-- DIRECTIONS FOR THIS TASK --
Go through the lines below and retype each one exactly.

***** RECORDS TO PROCESS

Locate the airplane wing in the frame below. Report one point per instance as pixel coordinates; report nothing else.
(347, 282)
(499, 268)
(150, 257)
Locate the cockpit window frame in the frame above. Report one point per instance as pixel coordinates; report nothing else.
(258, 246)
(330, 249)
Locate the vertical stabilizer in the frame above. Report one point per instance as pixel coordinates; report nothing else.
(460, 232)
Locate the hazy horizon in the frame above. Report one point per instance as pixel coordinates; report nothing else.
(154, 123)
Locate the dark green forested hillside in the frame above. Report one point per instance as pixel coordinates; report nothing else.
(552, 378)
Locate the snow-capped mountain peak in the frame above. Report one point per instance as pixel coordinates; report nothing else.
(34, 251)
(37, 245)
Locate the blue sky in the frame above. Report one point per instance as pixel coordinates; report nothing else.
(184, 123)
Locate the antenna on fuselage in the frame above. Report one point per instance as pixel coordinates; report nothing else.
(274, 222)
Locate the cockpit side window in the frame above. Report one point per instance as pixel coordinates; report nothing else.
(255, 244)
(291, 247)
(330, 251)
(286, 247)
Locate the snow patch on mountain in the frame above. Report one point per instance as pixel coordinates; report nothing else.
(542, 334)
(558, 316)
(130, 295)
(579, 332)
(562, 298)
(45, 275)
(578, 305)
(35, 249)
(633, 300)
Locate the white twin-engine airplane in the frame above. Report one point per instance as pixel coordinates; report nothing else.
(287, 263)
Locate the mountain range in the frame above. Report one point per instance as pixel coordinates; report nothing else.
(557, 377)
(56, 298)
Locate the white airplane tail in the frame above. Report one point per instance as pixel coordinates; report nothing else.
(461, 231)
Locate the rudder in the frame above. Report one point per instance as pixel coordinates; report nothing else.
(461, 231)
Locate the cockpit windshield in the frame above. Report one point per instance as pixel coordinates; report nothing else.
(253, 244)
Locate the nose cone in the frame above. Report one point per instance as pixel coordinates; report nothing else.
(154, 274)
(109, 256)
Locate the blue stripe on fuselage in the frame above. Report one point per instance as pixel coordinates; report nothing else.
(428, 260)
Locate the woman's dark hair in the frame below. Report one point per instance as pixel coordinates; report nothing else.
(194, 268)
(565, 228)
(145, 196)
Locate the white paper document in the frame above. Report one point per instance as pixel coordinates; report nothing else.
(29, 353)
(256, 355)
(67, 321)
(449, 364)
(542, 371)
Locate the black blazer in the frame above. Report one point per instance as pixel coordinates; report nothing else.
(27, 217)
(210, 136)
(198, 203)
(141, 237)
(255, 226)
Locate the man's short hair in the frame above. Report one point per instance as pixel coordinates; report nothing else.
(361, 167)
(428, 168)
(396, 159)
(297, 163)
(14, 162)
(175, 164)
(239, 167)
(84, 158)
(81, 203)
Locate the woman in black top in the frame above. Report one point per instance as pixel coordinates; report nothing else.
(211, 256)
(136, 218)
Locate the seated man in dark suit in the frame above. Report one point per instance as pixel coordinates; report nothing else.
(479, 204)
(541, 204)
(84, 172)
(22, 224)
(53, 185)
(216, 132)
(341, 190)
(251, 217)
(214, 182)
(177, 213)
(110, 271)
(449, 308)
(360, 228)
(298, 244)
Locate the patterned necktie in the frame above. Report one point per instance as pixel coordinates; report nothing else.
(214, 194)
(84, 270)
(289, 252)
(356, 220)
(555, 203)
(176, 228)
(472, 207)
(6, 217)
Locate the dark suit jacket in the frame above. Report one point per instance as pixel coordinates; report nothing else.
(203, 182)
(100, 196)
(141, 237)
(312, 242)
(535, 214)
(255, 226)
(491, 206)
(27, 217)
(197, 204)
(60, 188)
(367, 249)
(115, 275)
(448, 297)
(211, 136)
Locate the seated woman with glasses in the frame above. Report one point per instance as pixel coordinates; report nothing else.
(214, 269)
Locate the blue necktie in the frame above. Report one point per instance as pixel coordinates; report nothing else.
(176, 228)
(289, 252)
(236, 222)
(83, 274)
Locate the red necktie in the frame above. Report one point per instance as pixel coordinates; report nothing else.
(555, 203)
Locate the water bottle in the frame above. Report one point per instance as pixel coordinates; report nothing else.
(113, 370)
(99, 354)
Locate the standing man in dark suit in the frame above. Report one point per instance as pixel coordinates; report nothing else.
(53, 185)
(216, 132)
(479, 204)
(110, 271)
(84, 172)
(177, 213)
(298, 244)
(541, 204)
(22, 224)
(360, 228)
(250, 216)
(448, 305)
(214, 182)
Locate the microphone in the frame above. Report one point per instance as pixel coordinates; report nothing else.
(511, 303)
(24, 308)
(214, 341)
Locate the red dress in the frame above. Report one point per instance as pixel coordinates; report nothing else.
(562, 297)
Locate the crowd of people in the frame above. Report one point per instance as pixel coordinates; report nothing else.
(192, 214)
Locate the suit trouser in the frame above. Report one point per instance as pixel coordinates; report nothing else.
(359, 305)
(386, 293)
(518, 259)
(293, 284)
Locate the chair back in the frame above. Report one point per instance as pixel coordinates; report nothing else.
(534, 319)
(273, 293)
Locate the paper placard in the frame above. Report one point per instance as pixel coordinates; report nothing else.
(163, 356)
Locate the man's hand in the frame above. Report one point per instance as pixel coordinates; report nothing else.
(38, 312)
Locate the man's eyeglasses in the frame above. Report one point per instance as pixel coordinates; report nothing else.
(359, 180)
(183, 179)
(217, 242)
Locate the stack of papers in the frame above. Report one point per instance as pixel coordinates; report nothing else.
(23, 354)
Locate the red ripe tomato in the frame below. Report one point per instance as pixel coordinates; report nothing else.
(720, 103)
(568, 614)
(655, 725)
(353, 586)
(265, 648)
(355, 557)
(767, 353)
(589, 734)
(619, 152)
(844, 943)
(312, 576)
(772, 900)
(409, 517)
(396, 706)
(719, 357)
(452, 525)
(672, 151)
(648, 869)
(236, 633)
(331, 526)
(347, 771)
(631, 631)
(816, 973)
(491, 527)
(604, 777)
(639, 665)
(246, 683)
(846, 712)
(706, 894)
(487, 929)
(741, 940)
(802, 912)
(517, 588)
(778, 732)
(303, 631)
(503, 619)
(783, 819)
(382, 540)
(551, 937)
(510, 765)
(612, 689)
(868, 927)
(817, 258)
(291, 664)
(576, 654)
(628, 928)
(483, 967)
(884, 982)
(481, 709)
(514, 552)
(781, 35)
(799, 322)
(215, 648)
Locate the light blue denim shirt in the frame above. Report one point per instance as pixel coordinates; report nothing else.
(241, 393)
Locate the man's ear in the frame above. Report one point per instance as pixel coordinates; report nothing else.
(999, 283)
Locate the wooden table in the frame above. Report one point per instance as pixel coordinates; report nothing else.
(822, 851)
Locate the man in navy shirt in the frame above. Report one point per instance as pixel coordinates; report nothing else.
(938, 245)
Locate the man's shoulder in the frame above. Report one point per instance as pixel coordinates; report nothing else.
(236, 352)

**********

-- RESULT FOR THIS TASK --
Locate the airplane wing in the frame below. Report one point per instance as pixel coordinates; report nothing else.
(347, 282)
(499, 268)
(150, 257)
Locate the cockpit window frame in the frame above. Report one point per instance as pixel coordinates; report nothing else.
(258, 246)
(330, 249)
Locate the vertical stabilizer in the frame above. Report one point per instance as pixel coordinates; report nothing else.
(460, 232)
Locate the hazy horizon in the frame above. Report one point per instance as pixel coordinates; report nothing else.
(154, 123)
Locate the dark green forested hillside in the frame above. Report one point per instance as pixel coordinates; report nothing else.
(552, 378)
Locate the snow-capped mountain peak in the frame above. Report one point per instance as pixel coordinates; report nothing else.
(34, 251)
(37, 245)
Locate the blue sky in the frame above. Report one point per instance as pixel coordinates; report nothing else.
(184, 123)
Locate the antenna on fuselage in the frame above. Report one point per instance as pixel coordinates; report nothing else.
(274, 222)
Locate the cockpit side window in the frame above. Report one point per instance as pixel coordinates; report nothing else.
(255, 244)
(291, 247)
(330, 251)
(286, 247)
Locate the snow patch on mountain in the frame above. Report one point per instance as pixel coordinates; report nothing else.
(542, 334)
(558, 316)
(130, 295)
(579, 332)
(562, 298)
(45, 275)
(578, 305)
(35, 249)
(633, 300)
Locate the white twin-engine airplane in the frame above. Report one point per instance as pixel coordinates; report nothing else.
(287, 263)
Locate the mountain range in the frame above. Report one point per instance as pixel coordinates; report nothing else.
(557, 377)
(56, 298)
Locate the white airplane tail in the frame above. Report one point per instance as pixel coordinates; report nothing else.
(461, 231)
Locate the rudder in the frame above. Report one point per instance as pixel coordinates; report nothing else.
(461, 231)
Locate the cockpit windshield in the frame above. Report one point per instance as pixel coordinates; report nothing else.
(253, 244)
Locate the nose cone in the frame above. Report one point per instance as pixel coordinates; report nothing else.
(154, 274)
(109, 256)
Locate the blue stripe on fuselage in the frame above. Report one point per instance as pixel coordinates; report nothing else.
(428, 260)
Locate the woman's dark hair in the frame below. Report one point per instance as pixel coordinates; report nothing else.
(194, 268)
(565, 228)
(145, 196)
Locate the white paper document in the frame above. Report one point per instance as pixel coordinates; report nothing else.
(29, 353)
(256, 355)
(67, 321)
(449, 364)
(542, 371)
Locate the black blazer in the frame above. Report one point per instance as pixel coordinates; report nothing else.
(27, 217)
(210, 136)
(198, 203)
(141, 237)
(255, 226)
Locate the man's short hair in the frame above. Report one point per instance as pixel coordinates; report nothing else.
(361, 167)
(428, 168)
(396, 159)
(297, 163)
(14, 162)
(175, 164)
(239, 167)
(84, 158)
(81, 203)
Locate the woman in black top in the frame above. Report one point per instance as pixel coordinates; report nothing else.
(211, 256)
(136, 218)
Locate the seated man in dark suit in the frame above. Report one point per instance as pixel coordinates; report nothing else.
(479, 204)
(541, 204)
(84, 172)
(22, 224)
(53, 185)
(216, 132)
(341, 190)
(251, 217)
(214, 182)
(177, 213)
(110, 271)
(449, 308)
(360, 228)
(298, 244)
Locate the patterned necktie in the frame above. Report one point per instance as pixel coordinates; report nothing else.
(214, 194)
(84, 270)
(289, 252)
(356, 220)
(555, 203)
(176, 228)
(472, 207)
(6, 217)
Locate the dark suit jacket in the frame above. Report one point per instance as pixel coordinates; report nothing else.
(203, 182)
(100, 196)
(141, 237)
(312, 242)
(535, 214)
(255, 226)
(491, 206)
(27, 217)
(197, 204)
(60, 188)
(367, 249)
(115, 275)
(448, 297)
(211, 136)
Locate the seated woman with glasses in the frame above. Report one point per instance as pixel coordinates; report nothing else.
(214, 269)
Locate the blue necktie in the frame above. Report one point per instance as pixel coordinates; report nothing else.
(176, 228)
(289, 252)
(236, 222)
(83, 274)
Locate the red necktie in the frame above. Report one point per instance as pixel coordinates; report nothing else.
(555, 203)
Locate the water bottle in the frame above. Report one point per instance as pixel coordinates; report nothing else.
(113, 370)
(99, 354)
Locate the standing man in dark suit in the frame above. Report one point per instance as pixel coordinates; report nothing else.
(53, 185)
(216, 132)
(479, 204)
(110, 271)
(84, 172)
(177, 213)
(298, 244)
(541, 204)
(22, 224)
(360, 228)
(250, 216)
(448, 305)
(214, 182)
Locate the microphone in the frame above. Report one point per instance as pixel coordinates; report nothing else.
(511, 303)
(24, 308)
(214, 341)
Locate the red dress in the frame above. Report one point per instance as pixel coordinates; report nothing else.
(562, 297)
Locate the crowd of people in the frame above. Report one point per instance as pixel coordinates; report nothing else.
(192, 214)
Locate the suit trouser in the frame above. Report one point per instance as pixel coordinates; report nothing else.
(359, 305)
(386, 293)
(518, 259)
(293, 284)
Locate the chair back in the frame above. Report one point per instance as pixel coordinates; report nothing else.
(534, 319)
(273, 293)
Locate the paper placard in the frame above. Report one point per instance as pixel coordinates; report nothing else.
(163, 356)
Locate the man's hand in the frame above. Report one point per instance as pixel coordinates; report nothing else.
(38, 312)
Locate the man's eyeglasses in the frame above. Report one point per instance as pixel coordinates; report nothing else.
(359, 180)
(183, 179)
(217, 242)
Locate the stack of papers in the frame above. Report one point per instance as pixel coordinates; report nothing else.
(23, 354)
Locate the red ripe tomato in the frame below. Report one point per instance as pixel coordinates; report nothing else.
(720, 103)
(568, 614)
(655, 725)
(353, 586)
(265, 648)
(355, 557)
(767, 353)
(589, 734)
(619, 152)
(844, 943)
(312, 576)
(772, 900)
(409, 517)
(396, 706)
(719, 357)
(452, 525)
(672, 151)
(648, 869)
(236, 633)
(331, 526)
(347, 771)
(631, 631)
(816, 973)
(491, 527)
(604, 777)
(639, 665)
(246, 683)
(846, 712)
(706, 894)
(487, 929)
(741, 940)
(802, 912)
(517, 588)
(778, 732)
(303, 631)
(503, 619)
(783, 819)
(382, 540)
(551, 937)
(510, 765)
(612, 689)
(868, 927)
(817, 258)
(291, 664)
(576, 654)
(628, 928)
(483, 967)
(884, 982)
(481, 709)
(514, 552)
(781, 35)
(799, 322)
(215, 648)
Locate the light blue denim shirt in the frame above. Report one point per instance as pixel coordinates; report nothing else.
(241, 393)
Locate the man's ear in the frame above. Report one point per instance as pixel coordinates; report nothing else.
(999, 283)
Locate the wooden table in the frame above. Report one point per instance as pixel coordinates; report nothing else.
(822, 851)
Locate the man in navy shirt in the frame above. Report one point per instance as pixel coordinates; report nothing else.
(938, 245)
Locate the man's shoulder in the frame above. Report one point per instance as pixel coordinates; report nothing else.
(236, 352)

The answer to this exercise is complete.